PROBLEM 1
Answer these from the Death Star post:
(a) Whose Star Wars rpg is named as one of the "secondary materials"?
(b) Which century does the writer say the archery set-piece comes from?
(c) What does the writer say the Empire could have used as ready-made armor?
PROBLEM 2
From the Death Star post, reproduce everything from "Thursday, October 1, 2009" down to "Games) as unfeasible.".
PROBLEM 3
Translate this sentence from the Death Star post into Spanish: "Sometimes you have to see this stuff to believe it."

START TEXT UNDER STUDY

Thursday, October 1, 2009

How Big Were the Death Stars?



Sometimes you have to see this stuff to believe it. Someone spent a great deal of time and mental energy trying to estimate the actual size of the first two Death Stars, rejecting out of hand the dimensions published in "secondary materials" (such as the Star Wars rpg by West End Games) as unfeasible.

My favorite line probably occurs during the discussion of the X-Wing flight through the big trench on the first Death Star, where the numbers displayed on their targeting scopes are used to estimate the actual length of the trench. "The devil's advocate might suggest that the numbers on the target scopes were arbitrary, merely put there to give the impression that the starfighters were approaching their goal at high speed." (Emphasis mine.)

You think?

One might even suggest that the entire design of the Death Star and the majority of the spacecraft, aliens, and weaponry in the original Star Wars was arbitrary (A galaxy of humanoid aliens? A giant space worm in an asteroid? Blaster bolts slow enough to dodge? Body armor that does nothing to stop said blaster bolts?) to give the impression of cool space stuff when it's really more of a fantasy story. And a fun one. Except for the most recently made movies, which suck.

Later on, I suspect they paid more attention to the design, except for the continued and disturbing lack of guard rails, because there's no evidence that they were paying attention to the plot. Although they did write the dumbest conceivable high-tech military confrontation: robot drones versus amphibians fighting at archery distances on land? Really? That's a set-piece right out of the 17th century. In a galaxy far, far away, military commanders, artificial and biological alike, were idiots.

I didn't note any commentary wondering why the Empire didn't take an actual small moon, hollow out the parts needed for the planet-destroying weapon mechanism and its support equipment/staff, strap on some engines, use the moon's own mass as ready-made armor, and save the Imperial budget untold quadrillions of whatever it is the Empire uses for money.

Because we're not dealing with logic applied in terms of common sense; we're dealing with logic applied to determining what is canonical and what is not. This sort of thing makes it easier to see where the impulse to conduct religious doctrinal debates comes from.

END TEXT UNDER STUDY
START PROVIDED RECORDS

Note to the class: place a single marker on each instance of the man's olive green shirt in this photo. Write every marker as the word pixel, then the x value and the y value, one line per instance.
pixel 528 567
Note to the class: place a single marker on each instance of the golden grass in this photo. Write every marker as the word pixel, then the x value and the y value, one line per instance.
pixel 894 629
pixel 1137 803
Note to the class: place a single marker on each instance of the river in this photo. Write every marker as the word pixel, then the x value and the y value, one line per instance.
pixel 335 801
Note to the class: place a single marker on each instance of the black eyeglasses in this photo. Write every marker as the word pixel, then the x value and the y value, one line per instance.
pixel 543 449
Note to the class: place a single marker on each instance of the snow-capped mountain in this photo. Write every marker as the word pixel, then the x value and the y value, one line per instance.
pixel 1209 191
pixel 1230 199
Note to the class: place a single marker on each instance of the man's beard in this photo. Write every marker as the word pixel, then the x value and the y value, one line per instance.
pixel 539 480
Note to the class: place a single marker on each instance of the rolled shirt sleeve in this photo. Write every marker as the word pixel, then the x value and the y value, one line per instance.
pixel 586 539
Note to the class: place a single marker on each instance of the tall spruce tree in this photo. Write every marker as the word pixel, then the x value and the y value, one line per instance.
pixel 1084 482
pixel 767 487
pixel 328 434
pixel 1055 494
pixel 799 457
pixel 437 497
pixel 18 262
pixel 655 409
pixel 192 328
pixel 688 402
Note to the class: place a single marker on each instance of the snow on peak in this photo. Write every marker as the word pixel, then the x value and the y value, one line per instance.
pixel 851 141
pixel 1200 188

END PROVIDED RECORDS
START PROVIDED RECORDS

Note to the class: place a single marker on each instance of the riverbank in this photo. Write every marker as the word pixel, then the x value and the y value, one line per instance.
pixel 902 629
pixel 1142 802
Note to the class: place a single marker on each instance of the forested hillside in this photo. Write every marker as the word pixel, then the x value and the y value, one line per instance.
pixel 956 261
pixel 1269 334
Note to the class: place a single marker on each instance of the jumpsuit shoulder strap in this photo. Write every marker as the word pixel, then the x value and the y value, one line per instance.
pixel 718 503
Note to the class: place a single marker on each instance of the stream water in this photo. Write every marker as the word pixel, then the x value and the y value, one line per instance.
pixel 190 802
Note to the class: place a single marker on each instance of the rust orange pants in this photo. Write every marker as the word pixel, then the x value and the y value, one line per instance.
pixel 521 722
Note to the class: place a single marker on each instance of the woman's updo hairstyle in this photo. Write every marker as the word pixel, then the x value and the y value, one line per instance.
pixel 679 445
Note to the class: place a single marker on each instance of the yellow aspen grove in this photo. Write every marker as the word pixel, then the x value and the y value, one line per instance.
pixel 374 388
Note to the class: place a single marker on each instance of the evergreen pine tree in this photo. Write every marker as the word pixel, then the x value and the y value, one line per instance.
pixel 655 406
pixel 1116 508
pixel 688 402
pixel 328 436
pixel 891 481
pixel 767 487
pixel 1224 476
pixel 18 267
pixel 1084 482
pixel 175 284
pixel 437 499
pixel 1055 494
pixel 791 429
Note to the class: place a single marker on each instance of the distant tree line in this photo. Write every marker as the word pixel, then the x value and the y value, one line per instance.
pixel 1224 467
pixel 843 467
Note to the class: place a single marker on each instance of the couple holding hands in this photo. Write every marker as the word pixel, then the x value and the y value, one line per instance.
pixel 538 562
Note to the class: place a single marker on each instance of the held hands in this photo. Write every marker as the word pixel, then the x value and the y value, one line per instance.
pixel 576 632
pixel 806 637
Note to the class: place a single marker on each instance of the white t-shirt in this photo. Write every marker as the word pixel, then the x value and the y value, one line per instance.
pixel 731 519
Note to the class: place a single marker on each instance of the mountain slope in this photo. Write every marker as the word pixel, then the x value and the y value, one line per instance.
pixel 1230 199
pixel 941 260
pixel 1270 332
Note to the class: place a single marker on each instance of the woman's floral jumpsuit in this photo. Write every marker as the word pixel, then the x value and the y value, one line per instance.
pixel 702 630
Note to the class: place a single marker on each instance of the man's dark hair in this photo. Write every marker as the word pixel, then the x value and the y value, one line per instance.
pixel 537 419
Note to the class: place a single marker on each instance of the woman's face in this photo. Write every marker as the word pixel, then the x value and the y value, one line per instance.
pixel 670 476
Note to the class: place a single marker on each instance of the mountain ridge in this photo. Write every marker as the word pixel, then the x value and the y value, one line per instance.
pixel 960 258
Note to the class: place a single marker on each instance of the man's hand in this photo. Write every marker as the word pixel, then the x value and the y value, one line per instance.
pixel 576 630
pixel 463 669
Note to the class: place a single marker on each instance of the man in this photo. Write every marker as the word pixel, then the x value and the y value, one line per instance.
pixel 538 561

END PROVIDED RECORDS

TASK RESULT 1
(a) West End Games
(b) The 17th century
(c) The moon's own mass

TASK RESULT 2
Thursday, October 1, 2009

How Big Were the Death Stars?



Sometimes you have to see this stuff to believe it. Someone spent a great deal of time and mental energy trying to estimate the actual size of the first two Death Stars, rejecting out of hand the dimensions published in "secondary materials" (such as the Star Wars rpg by West End Games) as unfeasible.

TASK RESULT 3
A veces hay que ver estas cosas para creerlas.